**WRITTEN TASK**
Copy out every one of the records below, swapping "Presence verification" for "Existence check" wherever it occurs and keeping everything else the same. Do not include the pictures in your answer.

## start LISTED RECORDS

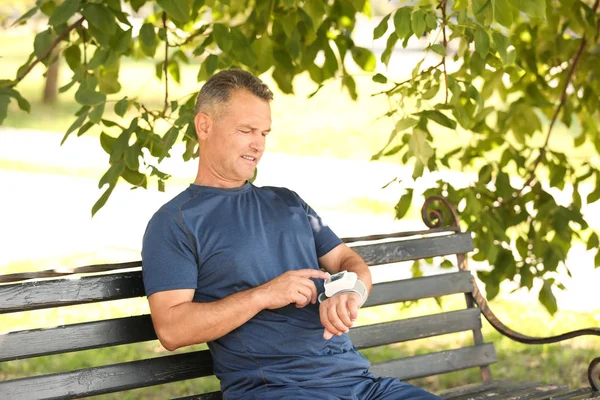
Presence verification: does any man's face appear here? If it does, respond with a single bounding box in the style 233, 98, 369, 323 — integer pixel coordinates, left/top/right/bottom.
201, 90, 271, 187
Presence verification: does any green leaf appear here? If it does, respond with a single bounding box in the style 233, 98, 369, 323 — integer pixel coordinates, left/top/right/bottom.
121, 168, 148, 189
303, 0, 327, 31
381, 35, 398, 67
158, 127, 179, 162
475, 28, 490, 60
425, 12, 437, 30
156, 0, 192, 23
60, 111, 88, 146
394, 189, 413, 219
373, 73, 387, 83
33, 28, 54, 60
586, 232, 600, 250
411, 10, 427, 39
82, 4, 117, 35
417, 110, 456, 129
75, 85, 106, 106
89, 102, 106, 124
492, 32, 510, 65
408, 129, 433, 165
251, 35, 275, 74
115, 96, 129, 117
0, 93, 10, 125
429, 43, 446, 57
492, 0, 513, 28
394, 7, 412, 40
11, 7, 40, 28
48, 0, 81, 26
351, 47, 377, 72
100, 132, 117, 154
92, 184, 116, 217
139, 22, 157, 57
539, 280, 558, 315
394, 117, 419, 133
373, 14, 391, 39
213, 24, 233, 52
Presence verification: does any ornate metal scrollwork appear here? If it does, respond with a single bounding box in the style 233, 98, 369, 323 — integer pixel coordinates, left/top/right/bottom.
421, 196, 600, 391
588, 357, 600, 392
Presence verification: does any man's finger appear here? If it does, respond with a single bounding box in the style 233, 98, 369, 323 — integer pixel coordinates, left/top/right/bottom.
292, 268, 329, 279
323, 328, 334, 340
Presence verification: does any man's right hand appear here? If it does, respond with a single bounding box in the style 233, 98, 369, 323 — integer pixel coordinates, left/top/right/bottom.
256, 269, 328, 310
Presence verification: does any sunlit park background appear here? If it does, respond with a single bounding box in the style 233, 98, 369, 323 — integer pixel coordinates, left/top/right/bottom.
0, 1, 600, 398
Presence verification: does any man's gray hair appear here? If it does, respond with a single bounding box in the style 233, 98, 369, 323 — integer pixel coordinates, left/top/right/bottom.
195, 69, 273, 119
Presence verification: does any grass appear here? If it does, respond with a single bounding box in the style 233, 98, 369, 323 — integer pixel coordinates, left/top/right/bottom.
0, 295, 600, 399
0, 25, 600, 399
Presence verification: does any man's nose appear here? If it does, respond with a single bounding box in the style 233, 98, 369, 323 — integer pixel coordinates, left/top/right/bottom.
250, 133, 265, 152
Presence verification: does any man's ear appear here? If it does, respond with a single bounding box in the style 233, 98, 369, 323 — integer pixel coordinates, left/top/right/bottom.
194, 112, 213, 141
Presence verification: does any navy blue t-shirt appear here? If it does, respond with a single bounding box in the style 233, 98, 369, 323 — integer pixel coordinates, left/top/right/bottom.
142, 183, 373, 398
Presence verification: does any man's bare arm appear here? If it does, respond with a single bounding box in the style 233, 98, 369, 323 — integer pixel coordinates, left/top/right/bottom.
148, 269, 327, 351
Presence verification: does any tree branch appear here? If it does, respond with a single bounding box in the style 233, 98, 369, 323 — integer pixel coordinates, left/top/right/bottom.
162, 11, 169, 113
9, 17, 85, 88
371, 62, 443, 97
519, 0, 600, 195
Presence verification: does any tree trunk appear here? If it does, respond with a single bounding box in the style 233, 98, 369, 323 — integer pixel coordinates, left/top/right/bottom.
42, 46, 59, 104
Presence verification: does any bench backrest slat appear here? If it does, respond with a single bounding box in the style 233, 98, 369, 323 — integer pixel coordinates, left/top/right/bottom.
0, 271, 145, 314
0, 315, 156, 361
350, 308, 481, 349
371, 343, 496, 380
0, 272, 473, 361
352, 232, 473, 265
0, 350, 213, 400
0, 233, 473, 314
365, 271, 473, 307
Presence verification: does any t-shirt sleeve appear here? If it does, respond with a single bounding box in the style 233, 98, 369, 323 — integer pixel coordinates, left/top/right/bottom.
142, 210, 198, 296
294, 192, 342, 258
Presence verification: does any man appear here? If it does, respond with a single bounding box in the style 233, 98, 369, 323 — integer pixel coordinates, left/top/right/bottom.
142, 70, 437, 399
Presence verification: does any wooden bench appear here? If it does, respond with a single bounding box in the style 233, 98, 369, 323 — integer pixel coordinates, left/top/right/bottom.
0, 198, 600, 400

## end LISTED RECORDS

**SOLUTION TO THE EXERCISE**
Existence check: does any man's face appear here? If it does, respond with a single bounding box in the style 233, 98, 369, 323 — integer pixel coordinates, left/top/right/bottom.
201, 90, 271, 187
Existence check: does any green leaf appear here? If it does, respond with a single bounding box in the style 233, 98, 369, 323 — integer pixel coordinates, left/top/right/bottom.
121, 168, 148, 189
303, 0, 327, 31
381, 35, 398, 67
158, 127, 179, 162
475, 28, 490, 60
425, 12, 437, 30
156, 0, 192, 23
60, 111, 88, 146
394, 189, 413, 219
373, 73, 387, 83
33, 28, 54, 60
586, 232, 600, 250
411, 10, 427, 39
82, 4, 117, 35
417, 110, 456, 129
75, 85, 106, 106
89, 102, 106, 124
492, 32, 510, 65
408, 129, 433, 165
251, 35, 275, 74
115, 96, 129, 117
0, 93, 10, 125
429, 43, 446, 57
492, 0, 513, 28
394, 7, 412, 40
11, 7, 40, 28
48, 0, 81, 26
351, 47, 377, 72
100, 132, 117, 154
92, 184, 116, 217
139, 22, 157, 57
539, 280, 558, 315
394, 117, 419, 133
373, 14, 391, 39
213, 24, 233, 52
Existence check: does any ornate metal scrollwork appear here? If it does, respond with a single bounding box in the style 233, 98, 369, 323 — integer pixel coordinates, left/top/right/bottom.
421, 196, 600, 391
588, 357, 600, 392
Existence check: does any man's finger appear here? If it does, respond with a single bounding box in the style 233, 98, 369, 323 — integer pixel coordinates, left/top/right/bottom.
292, 268, 329, 279
323, 328, 334, 340
Existence check: does any man's right hand appear here? If it does, respond with a single bounding box in the style 233, 98, 369, 323 — integer pixel coordinates, left/top/right/bottom.
256, 269, 328, 310
Existence check: does any sunlit park background appear here? If it does, respond with a single bounding box in the style 233, 98, 369, 323 — integer pixel coordinates, left/top/right/bottom.
0, 1, 600, 398
Existence check: does any man's gray hair appear here? If it does, respond with a single bounding box in the style 233, 98, 369, 323 — integer pixel coordinates, left/top/right/bottom.
195, 69, 273, 119
Existence check: does any grass appear here? If it does, respond with a single bounding box in the style 233, 98, 369, 323 — integer pixel coordinates, left/top/right/bottom.
0, 295, 600, 399
0, 25, 600, 399
Existence check: does any man's nose appear here? If it does, respond with a single bounding box in the style 233, 98, 369, 323 — integer pixel coordinates, left/top/right/bottom.
250, 133, 265, 152
Existence check: does any man's ear appear here? If it does, respond with a single bounding box in the style 233, 98, 369, 323 — integer pixel coordinates, left/top/right/bottom.
194, 112, 213, 141
Existence check: does any navy blue t-shirt appear here? If it does, respond with a single bounding box in the style 233, 98, 369, 323 — integer pixel coordinates, left/top/right/bottom.
142, 183, 373, 398
Existence check: does any man's bare arm appear here? If it does, respond with a single bounding box in the style 233, 98, 369, 323 — integer pixel coordinates, left/top/right/bottom.
148, 269, 327, 351
Existence check: does any tree branch appear here? If it does, respond with a single bounding box in the style 233, 98, 369, 323 — integer pixel coordinates, left/top/right/bottom.
162, 11, 169, 113
9, 17, 85, 88
371, 62, 443, 97
519, 0, 600, 195
Existence check: does any tree trunk appear here? If it does, respond with a single bounding box in the style 233, 98, 369, 323 — integer pixel coordinates, left/top/right/bottom.
42, 46, 59, 104
Existence check: does any bench backrest slat appear here? If it does, respond with a single bounding box in the style 233, 98, 369, 323 — integer pixel coordinates, left/top/right/bottom.
0, 271, 145, 314
0, 315, 156, 361
350, 308, 481, 349
371, 343, 496, 380
0, 272, 473, 361
352, 232, 473, 265
0, 350, 213, 400
0, 233, 473, 314
365, 271, 473, 307
Existence check: does any t-shirt sleeve appear here? If it does, respond with a single bounding box in the style 233, 98, 369, 323 — integer pixel coordinates, left/top/right/bottom.
142, 210, 198, 296
294, 192, 342, 258
Existence check: does any man appear here? If it does, respond with a single bounding box in the style 233, 98, 369, 323 — integer pixel coordinates, left/top/right/bottom.
142, 70, 437, 399
Existence check: does any wooden bench appear here? If it does, respond with a single bounding box in the style 233, 98, 369, 323 — integer pixel coordinates, left/top/right/bottom.
0, 198, 600, 400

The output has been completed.